• _练习说明_
根据下面关于PyTorch量化的文字，FX在fuse和动态插入量化节点方面为什么比Eager模式强得多？

也就是说，除了Conv，Linear这些含有参数的Module外，ReLU，MaxPool2d也要在__init__中定义，Eager Mode Quantization才可以正确处理。

除了这一点，还有一些情况是需要Fuse之后做量化比如Conv+ReLU，那么还需要手动指定这些层进行折叠，目前这种量化模式支持ConV + BN、ConV + BN + ReLU、Conv + ReLU、Linear + ReLU、BN + ReLU的折叠。

model = NetQuant()model.qconfig = torch.quantization.get_default_qconfig('fbgemm')
modules_to_fuse = [['conv1', 'relu1'], ['conv2', 'relu2']]  # 指定合并layer的名字
model_fused = torch.quantization.fuse_modules(model, modules_to_fuse)
model_prepared = torch.quantization.prepare(model_fused)
post_training_quantize(model_prepared, train_loader)   # 这一步是做后训练量化
model_int8 = torch.quantization.convert(model_prepared)

整个流程比较逆天，不知道有没有人用。不过公众号有小伙伴确实用过，见文章：PyTorch量化感知训练详解

FX Graph Mode Quantization

关于PyTorch FX模块是什么，我们放到下一节来讲。

由于 PyTorch FX 可以自动跟踪 forward 里面的代码，因此它是真正记录了网络里面的每个节点，在 fuse 和动态插入量化节点方面，比 Eager 模式强太多。对于前面那个模型代码，我们不需要对网络做修改，直接让 FX 帮我们自动修改网络即可，一个使用示例如下：

from torch.quantization import get_default_qconfig, quantize_jit
from torch.quantization.quantize_fx import prepare_fx, convert_fx
model = Net()  
qconfig = get_default_qconfig("fbgemm")
qconfig_dict = {"": qconfig}
model_prepared = prepare_fx(model, qconfig_dict)
post_training_quantize(model_prepared, train_loader)      # 这一步是做后训练量化
model_int8 = convert_fx(model_prepared)

基于这两套量化方案来看，基于FX的量化方案显然更加优秀，因为它不需要用户在定义模型的时候做什么额外限制，用户仍然是随心所欲的写模型代码就行了，这才符合人的常识。我在做OneFlow的量化感知训练方案时也正是基于FX这个基础设施（我将其核心功能移植到了OneFlow框架下，代码链接第一节给了）来完成的。

另外在TensorRT的工程中：https://github.com/NVIDIA/TensorRT/tree/master/tools/pytorch-quantization发现PyTorch量化模型要转为ONNX来部署现在似乎还是得基于第一个版本的方案，PyTorch FX这边似乎想直接从nn.Module转到TensorRT，不经过ONNX的中间表示，所以我这里的技术路线还是有点不一样。

0x2. OneFlow FX (在Eager中写Pass)

FX可以用来做什么？

• _数据摘录_

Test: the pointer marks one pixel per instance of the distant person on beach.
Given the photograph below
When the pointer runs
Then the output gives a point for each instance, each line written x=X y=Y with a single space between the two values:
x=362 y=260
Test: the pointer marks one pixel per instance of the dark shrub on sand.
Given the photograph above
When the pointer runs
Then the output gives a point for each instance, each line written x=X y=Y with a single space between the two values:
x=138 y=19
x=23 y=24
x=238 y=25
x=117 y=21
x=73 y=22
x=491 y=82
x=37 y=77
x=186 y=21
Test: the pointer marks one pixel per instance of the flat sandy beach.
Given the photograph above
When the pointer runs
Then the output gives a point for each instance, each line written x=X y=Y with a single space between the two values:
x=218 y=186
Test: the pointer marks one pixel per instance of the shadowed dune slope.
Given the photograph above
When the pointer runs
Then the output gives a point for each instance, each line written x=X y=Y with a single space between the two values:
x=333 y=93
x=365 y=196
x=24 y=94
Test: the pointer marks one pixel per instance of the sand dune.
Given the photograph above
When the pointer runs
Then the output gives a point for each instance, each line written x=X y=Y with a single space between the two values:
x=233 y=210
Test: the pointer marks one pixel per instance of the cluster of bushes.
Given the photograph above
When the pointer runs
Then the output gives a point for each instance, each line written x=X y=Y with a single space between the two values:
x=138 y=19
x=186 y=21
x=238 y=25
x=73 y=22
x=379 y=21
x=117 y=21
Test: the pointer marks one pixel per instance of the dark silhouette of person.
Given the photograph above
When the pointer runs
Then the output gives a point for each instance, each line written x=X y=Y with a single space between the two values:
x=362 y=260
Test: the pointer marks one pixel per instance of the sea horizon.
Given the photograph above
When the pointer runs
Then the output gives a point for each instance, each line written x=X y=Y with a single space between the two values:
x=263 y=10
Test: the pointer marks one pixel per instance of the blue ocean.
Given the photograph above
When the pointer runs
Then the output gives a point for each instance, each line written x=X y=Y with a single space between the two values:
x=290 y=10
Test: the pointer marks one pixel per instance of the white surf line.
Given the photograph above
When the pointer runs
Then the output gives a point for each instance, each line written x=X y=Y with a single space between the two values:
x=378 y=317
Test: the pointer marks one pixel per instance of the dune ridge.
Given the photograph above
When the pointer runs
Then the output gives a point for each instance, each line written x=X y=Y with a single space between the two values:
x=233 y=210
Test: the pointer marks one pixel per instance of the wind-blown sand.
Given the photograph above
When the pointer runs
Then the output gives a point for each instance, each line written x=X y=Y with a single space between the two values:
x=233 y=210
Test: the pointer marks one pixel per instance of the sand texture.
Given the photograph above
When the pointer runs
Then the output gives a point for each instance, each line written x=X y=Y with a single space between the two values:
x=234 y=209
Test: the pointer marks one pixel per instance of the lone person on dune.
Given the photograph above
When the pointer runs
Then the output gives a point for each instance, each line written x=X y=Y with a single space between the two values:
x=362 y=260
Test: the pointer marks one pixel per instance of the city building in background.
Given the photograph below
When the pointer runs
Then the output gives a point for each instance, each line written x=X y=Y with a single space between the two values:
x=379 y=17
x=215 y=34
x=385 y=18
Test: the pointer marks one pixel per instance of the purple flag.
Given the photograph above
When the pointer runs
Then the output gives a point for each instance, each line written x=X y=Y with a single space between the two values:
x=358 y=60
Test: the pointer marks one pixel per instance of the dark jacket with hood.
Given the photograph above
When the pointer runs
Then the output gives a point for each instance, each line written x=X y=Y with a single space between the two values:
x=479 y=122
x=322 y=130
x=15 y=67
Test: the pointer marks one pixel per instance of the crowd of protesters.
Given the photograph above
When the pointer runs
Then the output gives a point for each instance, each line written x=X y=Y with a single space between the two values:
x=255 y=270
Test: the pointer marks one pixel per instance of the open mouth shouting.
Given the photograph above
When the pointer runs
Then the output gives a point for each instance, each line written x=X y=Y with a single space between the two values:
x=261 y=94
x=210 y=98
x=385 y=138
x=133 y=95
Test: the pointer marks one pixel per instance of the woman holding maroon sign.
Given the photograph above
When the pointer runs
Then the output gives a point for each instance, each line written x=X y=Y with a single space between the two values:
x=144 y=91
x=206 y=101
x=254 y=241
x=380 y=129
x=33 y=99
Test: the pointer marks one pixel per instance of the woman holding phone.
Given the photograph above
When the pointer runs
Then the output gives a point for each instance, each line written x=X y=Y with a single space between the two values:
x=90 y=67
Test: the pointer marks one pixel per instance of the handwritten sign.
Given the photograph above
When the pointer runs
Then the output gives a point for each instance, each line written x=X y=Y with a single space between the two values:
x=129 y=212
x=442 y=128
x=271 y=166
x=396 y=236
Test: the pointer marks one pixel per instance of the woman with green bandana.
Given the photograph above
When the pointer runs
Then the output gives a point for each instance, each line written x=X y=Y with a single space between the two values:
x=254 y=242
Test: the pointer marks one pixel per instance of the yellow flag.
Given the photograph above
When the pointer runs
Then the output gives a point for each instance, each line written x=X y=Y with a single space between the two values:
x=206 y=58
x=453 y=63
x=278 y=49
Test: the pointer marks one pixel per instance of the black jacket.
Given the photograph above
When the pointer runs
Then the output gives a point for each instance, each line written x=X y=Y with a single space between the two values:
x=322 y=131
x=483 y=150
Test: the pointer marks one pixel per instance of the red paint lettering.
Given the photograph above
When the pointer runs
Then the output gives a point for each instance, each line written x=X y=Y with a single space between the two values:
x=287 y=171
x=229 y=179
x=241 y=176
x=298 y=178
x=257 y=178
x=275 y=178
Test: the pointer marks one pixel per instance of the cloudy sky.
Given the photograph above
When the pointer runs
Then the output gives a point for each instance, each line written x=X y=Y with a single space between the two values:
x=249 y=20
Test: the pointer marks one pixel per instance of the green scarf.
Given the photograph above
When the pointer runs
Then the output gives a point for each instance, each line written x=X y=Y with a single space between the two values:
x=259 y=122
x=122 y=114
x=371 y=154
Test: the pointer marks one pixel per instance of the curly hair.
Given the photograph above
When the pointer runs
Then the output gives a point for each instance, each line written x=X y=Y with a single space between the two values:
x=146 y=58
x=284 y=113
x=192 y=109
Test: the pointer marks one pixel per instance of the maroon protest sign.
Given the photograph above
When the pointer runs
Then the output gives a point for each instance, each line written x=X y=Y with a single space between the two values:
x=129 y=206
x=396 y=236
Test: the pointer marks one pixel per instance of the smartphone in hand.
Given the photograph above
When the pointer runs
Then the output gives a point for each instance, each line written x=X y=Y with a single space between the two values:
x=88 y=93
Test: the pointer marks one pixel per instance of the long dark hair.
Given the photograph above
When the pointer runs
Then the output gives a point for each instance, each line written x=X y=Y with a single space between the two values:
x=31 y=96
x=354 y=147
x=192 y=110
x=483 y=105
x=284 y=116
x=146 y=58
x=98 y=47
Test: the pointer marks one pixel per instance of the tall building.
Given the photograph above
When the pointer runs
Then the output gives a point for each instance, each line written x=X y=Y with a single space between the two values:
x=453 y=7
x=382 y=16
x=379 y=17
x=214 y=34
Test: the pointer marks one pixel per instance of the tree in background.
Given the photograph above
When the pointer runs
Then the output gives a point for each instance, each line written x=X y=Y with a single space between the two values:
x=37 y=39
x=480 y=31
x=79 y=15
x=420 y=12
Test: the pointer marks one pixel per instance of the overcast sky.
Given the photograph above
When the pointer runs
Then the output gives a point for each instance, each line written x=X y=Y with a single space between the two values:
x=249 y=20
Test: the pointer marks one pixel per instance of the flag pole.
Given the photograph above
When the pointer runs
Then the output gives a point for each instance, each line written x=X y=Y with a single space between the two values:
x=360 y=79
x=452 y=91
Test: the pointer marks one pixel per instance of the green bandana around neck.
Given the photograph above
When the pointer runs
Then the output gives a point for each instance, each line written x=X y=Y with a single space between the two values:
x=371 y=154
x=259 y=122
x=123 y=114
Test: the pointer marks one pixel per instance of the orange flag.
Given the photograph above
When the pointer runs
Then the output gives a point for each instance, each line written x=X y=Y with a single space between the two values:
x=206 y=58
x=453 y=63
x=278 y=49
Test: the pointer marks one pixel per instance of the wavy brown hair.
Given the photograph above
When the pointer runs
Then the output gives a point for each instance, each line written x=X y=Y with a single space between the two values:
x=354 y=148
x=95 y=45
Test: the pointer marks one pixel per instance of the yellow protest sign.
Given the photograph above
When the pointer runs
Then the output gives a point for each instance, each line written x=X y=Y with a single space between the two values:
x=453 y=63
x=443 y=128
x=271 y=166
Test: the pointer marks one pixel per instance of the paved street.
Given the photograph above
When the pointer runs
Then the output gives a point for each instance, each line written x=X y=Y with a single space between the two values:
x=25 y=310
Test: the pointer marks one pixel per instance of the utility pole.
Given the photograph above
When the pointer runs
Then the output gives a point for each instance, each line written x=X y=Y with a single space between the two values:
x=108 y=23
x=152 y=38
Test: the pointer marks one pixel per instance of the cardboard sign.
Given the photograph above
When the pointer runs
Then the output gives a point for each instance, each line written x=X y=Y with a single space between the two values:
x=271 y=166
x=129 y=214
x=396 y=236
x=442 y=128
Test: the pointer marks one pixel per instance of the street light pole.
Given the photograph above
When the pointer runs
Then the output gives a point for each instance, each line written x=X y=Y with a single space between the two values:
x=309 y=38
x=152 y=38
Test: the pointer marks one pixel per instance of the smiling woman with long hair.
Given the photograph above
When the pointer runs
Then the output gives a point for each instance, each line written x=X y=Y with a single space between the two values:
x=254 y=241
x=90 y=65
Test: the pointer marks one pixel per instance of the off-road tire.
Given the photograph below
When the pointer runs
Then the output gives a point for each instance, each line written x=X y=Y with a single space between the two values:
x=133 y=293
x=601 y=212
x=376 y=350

• _回答_
因为PyTorch FX可以自动跟踪forward里面的代码，真正记录了网络里面的每个节点。